ACTIONS TO TAKE
1. In the wine-making text, list every length of time it gives, in the order they appear.
2. Write out the wine-making text word for word. Begin at the words "Fit airlock and" and stop after "easier to sanitize.".

EXCERPTED TEXT
Allow to ferment, covered, in a cool place out of direct light for 2 days.

Rapidly boil 1 quart of water and add remaining sugar. Sustain boil for 5 min, covered, and remove from heat. Let cool to room temperature and pour into Primary fermentation vessel, using funnel if necessary. Be sure to pour into the liquid, not down the side of the container. this will introduce more oxygen into the wine, which at this stage is crucial.

Allow to ferment in same conditions for 5 days.

Prepare secondary fermentation vessel as you did the first. Pour wine slowly into secondary fermentation vessel, using funnel if necessary, being sure to pour down the sides of the container so there is no splashing. you do not want to introduce any more oxygen whatsoever at this point.

Fit airlock and ferment in a cool, dark place for at least two weeks. checking visually from time to time. At this time, you may remove airlock carefully and cork.

*N*otes:

Be sure all utensils are well sanitized. fresh from a complete cycle in the dishwasher is usually sufficient, but boiling or soaking 30 min in hot bleach water will also do. the same goes for corks.

I recommend synthetic corks. they are easier to sanitize.

Do not open the primary fermenter to check progress. this dramatically increases the chances of contamination, and spoilage of your wine.

Never open your secondary fermentation vessel, unless racking under proper sanitary conditions or bottling under the same.

STORED DATA

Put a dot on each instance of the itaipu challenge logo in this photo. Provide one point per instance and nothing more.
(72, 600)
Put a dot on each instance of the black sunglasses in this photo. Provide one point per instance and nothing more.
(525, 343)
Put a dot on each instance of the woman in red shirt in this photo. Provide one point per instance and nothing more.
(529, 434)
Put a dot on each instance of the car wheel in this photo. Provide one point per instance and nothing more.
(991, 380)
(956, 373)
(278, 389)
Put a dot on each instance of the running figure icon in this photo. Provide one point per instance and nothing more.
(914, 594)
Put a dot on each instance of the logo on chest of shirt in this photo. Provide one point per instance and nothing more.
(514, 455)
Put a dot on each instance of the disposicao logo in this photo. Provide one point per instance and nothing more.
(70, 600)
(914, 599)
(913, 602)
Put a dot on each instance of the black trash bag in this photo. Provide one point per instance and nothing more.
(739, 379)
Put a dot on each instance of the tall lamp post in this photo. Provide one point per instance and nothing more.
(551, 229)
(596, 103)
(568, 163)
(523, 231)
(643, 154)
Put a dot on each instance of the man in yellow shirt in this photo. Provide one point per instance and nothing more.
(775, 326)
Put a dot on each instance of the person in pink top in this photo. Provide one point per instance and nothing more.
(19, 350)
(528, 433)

WRITTEN ANSWERS
1. 2 days; 5 min; 5 days; at least two weeks; 30 min

2.
Fit airlock and ferment in a cool, dark place for at least two weeks. checking visually from time to time. At this time, you may remove airlock carefully and cork.

*N*otes:

Be sure all utensils are well sanitized. fresh from a complete cycle in the dishwasher is usually sufficient, but boiling or soaking 30 min in hot bleach water will also do. the same goes for corks.

I recommend synthetic corks. they are easier to sanitize.